:: AIM OF THE TASK ::
From the data below, repeat exactly the lines from the line with "positive clicks: (214, 205)" to the line with "positive clicks: (84, 240)", both included.

:: DATA ::
——

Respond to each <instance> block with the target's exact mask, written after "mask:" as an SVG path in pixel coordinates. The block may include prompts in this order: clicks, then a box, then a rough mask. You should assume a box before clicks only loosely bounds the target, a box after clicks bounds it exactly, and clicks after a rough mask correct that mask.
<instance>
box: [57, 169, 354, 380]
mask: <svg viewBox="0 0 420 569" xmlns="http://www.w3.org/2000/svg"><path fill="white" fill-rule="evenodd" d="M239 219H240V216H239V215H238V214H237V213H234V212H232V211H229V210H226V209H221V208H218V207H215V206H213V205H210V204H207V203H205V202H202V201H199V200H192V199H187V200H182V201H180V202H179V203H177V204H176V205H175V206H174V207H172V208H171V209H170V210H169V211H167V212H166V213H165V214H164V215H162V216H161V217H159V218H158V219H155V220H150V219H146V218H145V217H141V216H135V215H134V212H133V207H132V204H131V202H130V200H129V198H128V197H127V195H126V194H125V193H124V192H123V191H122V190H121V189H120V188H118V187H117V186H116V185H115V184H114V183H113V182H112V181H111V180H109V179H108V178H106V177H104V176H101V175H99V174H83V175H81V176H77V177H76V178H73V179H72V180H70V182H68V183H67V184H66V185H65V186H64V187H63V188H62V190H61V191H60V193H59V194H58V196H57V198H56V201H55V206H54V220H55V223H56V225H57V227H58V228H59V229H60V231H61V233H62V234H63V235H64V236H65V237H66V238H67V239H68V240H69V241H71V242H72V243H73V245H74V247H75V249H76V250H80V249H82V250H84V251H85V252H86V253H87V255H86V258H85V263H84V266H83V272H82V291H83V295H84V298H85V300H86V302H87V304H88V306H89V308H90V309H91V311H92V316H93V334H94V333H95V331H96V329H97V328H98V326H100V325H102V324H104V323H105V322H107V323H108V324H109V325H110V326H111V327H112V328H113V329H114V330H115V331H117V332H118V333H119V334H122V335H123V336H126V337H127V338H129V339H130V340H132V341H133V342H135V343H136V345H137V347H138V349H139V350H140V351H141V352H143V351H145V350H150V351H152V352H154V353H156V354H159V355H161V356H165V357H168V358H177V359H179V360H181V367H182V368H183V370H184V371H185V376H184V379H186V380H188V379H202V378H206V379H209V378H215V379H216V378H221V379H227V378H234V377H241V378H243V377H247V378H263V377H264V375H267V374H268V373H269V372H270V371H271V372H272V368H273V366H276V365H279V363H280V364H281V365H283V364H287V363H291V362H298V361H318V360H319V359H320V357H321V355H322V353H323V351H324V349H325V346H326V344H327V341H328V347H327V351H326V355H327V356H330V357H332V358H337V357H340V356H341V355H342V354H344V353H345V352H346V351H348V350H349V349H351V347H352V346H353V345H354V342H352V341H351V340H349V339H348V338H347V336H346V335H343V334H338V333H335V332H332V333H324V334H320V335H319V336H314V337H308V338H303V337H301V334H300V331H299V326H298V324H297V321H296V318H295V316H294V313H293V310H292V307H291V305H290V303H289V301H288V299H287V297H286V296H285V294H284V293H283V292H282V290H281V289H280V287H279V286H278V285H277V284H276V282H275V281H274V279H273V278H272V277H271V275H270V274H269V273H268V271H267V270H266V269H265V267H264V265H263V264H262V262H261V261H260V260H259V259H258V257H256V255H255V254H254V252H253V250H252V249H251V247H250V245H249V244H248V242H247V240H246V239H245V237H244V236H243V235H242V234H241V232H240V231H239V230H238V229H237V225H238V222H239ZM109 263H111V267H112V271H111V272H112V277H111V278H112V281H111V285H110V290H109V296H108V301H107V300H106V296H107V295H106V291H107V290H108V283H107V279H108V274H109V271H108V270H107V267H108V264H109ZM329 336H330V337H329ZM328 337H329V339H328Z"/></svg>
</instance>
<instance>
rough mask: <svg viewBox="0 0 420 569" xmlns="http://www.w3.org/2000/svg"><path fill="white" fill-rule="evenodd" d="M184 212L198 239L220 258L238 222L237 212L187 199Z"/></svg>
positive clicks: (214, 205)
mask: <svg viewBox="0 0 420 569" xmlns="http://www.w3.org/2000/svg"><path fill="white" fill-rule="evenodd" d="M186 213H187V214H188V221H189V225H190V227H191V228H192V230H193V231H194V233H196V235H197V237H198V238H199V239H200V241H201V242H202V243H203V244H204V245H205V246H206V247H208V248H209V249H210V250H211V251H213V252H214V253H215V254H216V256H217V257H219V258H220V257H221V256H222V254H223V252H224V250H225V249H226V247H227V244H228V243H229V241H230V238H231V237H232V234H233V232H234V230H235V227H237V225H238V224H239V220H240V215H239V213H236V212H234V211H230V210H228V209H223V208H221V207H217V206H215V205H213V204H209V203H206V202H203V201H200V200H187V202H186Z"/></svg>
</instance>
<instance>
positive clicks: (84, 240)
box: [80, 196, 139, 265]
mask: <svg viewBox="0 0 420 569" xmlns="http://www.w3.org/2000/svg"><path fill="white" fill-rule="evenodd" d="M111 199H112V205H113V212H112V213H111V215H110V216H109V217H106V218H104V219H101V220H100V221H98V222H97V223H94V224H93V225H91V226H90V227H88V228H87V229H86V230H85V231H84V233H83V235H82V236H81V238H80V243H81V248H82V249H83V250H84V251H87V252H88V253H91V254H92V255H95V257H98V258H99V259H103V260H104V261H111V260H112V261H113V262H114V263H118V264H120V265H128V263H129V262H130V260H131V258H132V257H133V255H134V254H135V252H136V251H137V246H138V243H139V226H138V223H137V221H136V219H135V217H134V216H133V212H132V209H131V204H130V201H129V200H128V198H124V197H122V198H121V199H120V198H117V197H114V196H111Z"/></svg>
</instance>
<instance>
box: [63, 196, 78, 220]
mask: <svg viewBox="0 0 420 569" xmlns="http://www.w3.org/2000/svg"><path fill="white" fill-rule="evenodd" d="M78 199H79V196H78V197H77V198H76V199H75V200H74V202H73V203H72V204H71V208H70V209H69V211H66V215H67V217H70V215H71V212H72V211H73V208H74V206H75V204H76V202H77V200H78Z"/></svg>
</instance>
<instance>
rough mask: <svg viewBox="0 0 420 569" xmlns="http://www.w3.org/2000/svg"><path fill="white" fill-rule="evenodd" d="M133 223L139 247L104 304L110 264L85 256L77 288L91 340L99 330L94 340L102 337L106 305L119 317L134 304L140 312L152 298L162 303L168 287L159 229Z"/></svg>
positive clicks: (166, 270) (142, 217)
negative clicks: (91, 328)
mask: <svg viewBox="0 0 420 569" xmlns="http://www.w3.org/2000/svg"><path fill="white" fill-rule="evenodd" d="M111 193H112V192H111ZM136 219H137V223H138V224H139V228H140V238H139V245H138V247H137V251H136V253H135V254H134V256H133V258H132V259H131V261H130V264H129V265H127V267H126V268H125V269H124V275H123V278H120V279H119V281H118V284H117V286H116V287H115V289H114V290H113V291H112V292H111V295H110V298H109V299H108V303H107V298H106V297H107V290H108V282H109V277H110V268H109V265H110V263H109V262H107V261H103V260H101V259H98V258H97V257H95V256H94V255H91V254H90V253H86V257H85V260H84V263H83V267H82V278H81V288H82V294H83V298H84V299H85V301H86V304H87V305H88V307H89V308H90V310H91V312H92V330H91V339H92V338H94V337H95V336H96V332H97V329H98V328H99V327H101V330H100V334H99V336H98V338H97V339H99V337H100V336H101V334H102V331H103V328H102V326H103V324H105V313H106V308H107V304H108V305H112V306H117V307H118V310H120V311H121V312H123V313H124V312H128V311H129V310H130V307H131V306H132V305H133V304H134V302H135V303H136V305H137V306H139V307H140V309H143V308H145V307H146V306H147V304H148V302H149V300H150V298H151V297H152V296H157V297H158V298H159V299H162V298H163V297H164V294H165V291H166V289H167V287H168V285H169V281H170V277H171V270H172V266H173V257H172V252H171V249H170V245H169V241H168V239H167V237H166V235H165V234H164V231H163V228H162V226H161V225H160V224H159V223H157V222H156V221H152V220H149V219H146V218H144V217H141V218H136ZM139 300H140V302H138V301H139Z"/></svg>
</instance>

——

:: WRITTEN ANSWER ::
positive clicks: (214, 205)
mask: <svg viewBox="0 0 420 569" xmlns="http://www.w3.org/2000/svg"><path fill="white" fill-rule="evenodd" d="M186 213H187V214H188V221H189V225H190V227H191V228H192V230H193V231H194V233H196V235H197V237H198V238H199V239H200V241H201V242H202V243H203V244H204V245H205V246H206V247H208V248H209V249H210V250H211V251H213V252H214V253H215V254H216V256H217V257H219V258H220V257H221V256H222V254H223V252H224V250H225V249H226V247H227V244H228V243H229V241H230V238H231V237H232V234H233V232H234V230H235V227H237V225H238V224H239V220H240V215H239V213H236V212H234V211H230V210H228V209H223V208H221V207H217V206H215V205H213V204H209V203H206V202H203V201H200V200H187V202H186Z"/></svg>
</instance>
<instance>
positive clicks: (84, 240)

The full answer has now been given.